• **Exercise input**

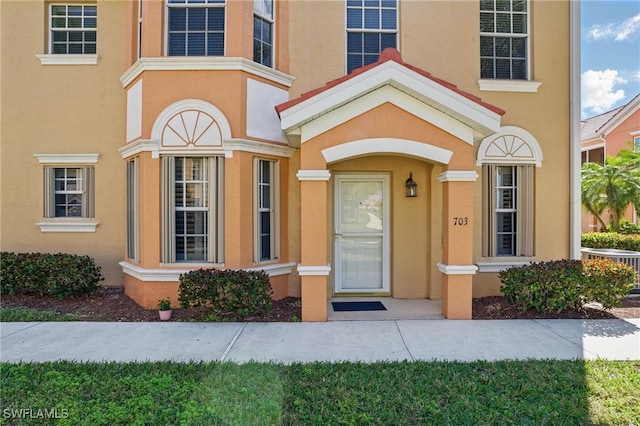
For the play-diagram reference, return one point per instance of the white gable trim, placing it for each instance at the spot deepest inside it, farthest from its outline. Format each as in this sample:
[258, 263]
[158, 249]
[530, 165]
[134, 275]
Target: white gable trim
[428, 92]
[378, 97]
[387, 146]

• **What the exercise asks**
Copy out every line of the records above word for word, leaving out the pictures.

• **Worked solution**
For the play-diagram reference, return one point per instance of the white gable trim, placing it for each instance at the spot deepest inside it, farthest from its outline. Format each as in this sample:
[258, 263]
[158, 249]
[530, 165]
[134, 275]
Target: white gable trim
[428, 92]
[378, 97]
[387, 146]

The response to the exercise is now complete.